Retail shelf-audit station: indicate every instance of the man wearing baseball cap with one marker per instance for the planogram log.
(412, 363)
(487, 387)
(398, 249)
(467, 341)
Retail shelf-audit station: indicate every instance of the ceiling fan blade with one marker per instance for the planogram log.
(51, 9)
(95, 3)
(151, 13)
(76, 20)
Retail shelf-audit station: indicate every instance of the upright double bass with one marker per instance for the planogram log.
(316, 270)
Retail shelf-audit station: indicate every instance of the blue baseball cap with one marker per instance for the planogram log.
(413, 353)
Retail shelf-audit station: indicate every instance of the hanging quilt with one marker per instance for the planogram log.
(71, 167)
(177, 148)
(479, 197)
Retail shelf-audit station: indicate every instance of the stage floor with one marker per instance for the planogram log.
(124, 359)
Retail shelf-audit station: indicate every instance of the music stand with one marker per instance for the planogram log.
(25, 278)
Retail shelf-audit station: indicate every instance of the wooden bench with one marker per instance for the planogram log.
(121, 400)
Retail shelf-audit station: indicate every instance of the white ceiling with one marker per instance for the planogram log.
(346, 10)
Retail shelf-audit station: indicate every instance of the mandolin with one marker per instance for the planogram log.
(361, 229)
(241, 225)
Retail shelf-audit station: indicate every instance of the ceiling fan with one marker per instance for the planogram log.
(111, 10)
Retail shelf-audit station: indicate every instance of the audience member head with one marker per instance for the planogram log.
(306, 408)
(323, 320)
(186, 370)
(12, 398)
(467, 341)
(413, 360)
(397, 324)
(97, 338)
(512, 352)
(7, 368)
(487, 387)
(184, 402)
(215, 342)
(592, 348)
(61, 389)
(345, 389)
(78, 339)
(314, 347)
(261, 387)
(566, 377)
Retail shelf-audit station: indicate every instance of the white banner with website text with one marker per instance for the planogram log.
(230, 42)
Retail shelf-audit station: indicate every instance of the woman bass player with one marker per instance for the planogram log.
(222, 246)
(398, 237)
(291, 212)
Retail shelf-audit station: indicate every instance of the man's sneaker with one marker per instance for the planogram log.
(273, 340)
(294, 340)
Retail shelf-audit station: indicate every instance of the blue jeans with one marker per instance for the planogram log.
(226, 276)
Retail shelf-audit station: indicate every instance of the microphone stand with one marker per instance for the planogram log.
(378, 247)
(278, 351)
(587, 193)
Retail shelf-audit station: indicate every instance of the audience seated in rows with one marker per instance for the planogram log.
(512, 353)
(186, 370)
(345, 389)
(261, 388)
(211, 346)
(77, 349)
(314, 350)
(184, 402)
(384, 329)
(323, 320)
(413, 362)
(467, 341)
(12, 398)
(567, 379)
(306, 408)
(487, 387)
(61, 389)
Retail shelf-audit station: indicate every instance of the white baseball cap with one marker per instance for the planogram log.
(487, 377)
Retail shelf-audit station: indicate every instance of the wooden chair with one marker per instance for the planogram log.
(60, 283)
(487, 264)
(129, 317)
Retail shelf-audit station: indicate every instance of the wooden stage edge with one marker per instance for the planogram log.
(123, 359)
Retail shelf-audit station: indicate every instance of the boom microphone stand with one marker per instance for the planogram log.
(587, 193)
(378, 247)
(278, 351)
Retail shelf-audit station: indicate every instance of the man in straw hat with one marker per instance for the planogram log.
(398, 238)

» **YOUR INSTRUCTIONS**:
Could you render all of the records above as a numbered list, one line per item, with any blank lines left out?

» **SOLUTION FOR THIS EXERCISE**:
1. Retail shelf-audit station: indicate every instance of the man wearing baseball cap with one marker per instance for the planogram log.
2. (412, 363)
3. (487, 387)
4. (398, 249)
5. (467, 341)
6. Retail shelf-audit station: indicate every instance of the ceiling fan blade with one marker per instance for the planogram log.
7. (51, 9)
8. (95, 3)
9. (151, 13)
10. (76, 20)
11. Retail shelf-audit station: indicate every instance of the upright double bass with one marker per instance for the planogram log.
12. (316, 270)
13. Retail shelf-audit station: indicate every instance of the blue baseball cap with one marker per instance for the planogram log.
14. (413, 353)
15. Retail shelf-audit station: indicate every instance of the hanging quilt with one marker per instance for the planogram log.
16. (71, 167)
17. (177, 148)
18. (479, 197)
19. Retail shelf-audit station: indicate every instance of the stage floor with one marker per instance for the planogram log.
20. (124, 359)
21. Retail shelf-audit station: indicate every instance of the music stand with one marker per instance for the planogram log.
22. (25, 278)
23. Retail shelf-audit station: indicate every instance of the wooden bench with one marker per instance for the planogram log.
24. (121, 400)
25. Retail shelf-audit station: indicate every instance of the white ceiling with one marker per instance for the planogram log.
26. (346, 10)
27. Retail shelf-audit station: indicate every instance of the mandolin with one marker per instance for the planogram log.
28. (361, 229)
29. (241, 225)
30. Retail shelf-audit station: indicate every instance of the ceiling fan with one marker per instance for the planogram log.
31. (111, 10)
32. Retail shelf-audit station: indicate every instance of the audience member head with one marker per instance for the planogram log.
33. (306, 408)
34. (323, 320)
35. (186, 370)
36. (12, 398)
37. (467, 341)
38. (413, 360)
39. (397, 324)
40. (97, 338)
41. (512, 352)
42. (7, 368)
43. (487, 387)
44. (184, 402)
45. (215, 342)
46. (592, 348)
47. (61, 389)
48. (345, 389)
49. (78, 339)
50. (314, 347)
51. (261, 387)
52. (566, 377)
53. Retail shelf-audit station: indicate every instance of the white banner with website text with one marker per instance for the planogram log.
54. (230, 42)
55. Retail shelf-audit station: indicate every instance of the woman bass player with one marker per instance for the planogram log.
56. (222, 246)
57. (398, 237)
58. (291, 212)
59. Retail shelf-audit station: indicate every instance of the man's sneaker with one marker per instance for the planogram log.
60. (273, 340)
61. (294, 340)
62. Retail shelf-audit station: indicate every instance of the blue jeans with one marker per instance for the planogram log.
63. (226, 276)
64. Retail shelf-audit station: indicate every instance of the microphone stand with one marker per instance for the planogram log.
65. (378, 247)
66. (278, 351)
67. (587, 193)
68. Retail shelf-audit station: indicate every instance of the audience seated in rows with one marker per instance for the planogram log.
69. (512, 353)
70. (186, 370)
71. (345, 389)
72. (261, 388)
73. (211, 346)
74. (77, 349)
75. (314, 350)
76. (184, 402)
77. (384, 329)
78. (323, 320)
79. (413, 362)
80. (467, 341)
81. (12, 398)
82. (567, 379)
83. (306, 408)
84. (487, 387)
85. (61, 389)
86. Retail shelf-audit station: indicate every instance of the white baseball cap with one marker per instance for the planogram log.
87. (487, 377)
88. Retail shelf-audit station: indicate every instance of the wooden chair with one marker per instance for the planogram log.
89. (60, 283)
90. (487, 264)
91. (129, 317)
92. Retail shelf-audit station: indicate every instance of the wooden stage edge with one marker per instance for the planogram log.
93. (123, 359)
94. Retail shelf-audit station: indicate every instance of the boom microphone stand with one marker per instance for the planogram log.
95. (587, 193)
96. (378, 247)
97. (278, 351)
98. Retail shelf-audit station: indicate every instance of the man in straw hat with one marker per instance for the planogram log.
99. (398, 238)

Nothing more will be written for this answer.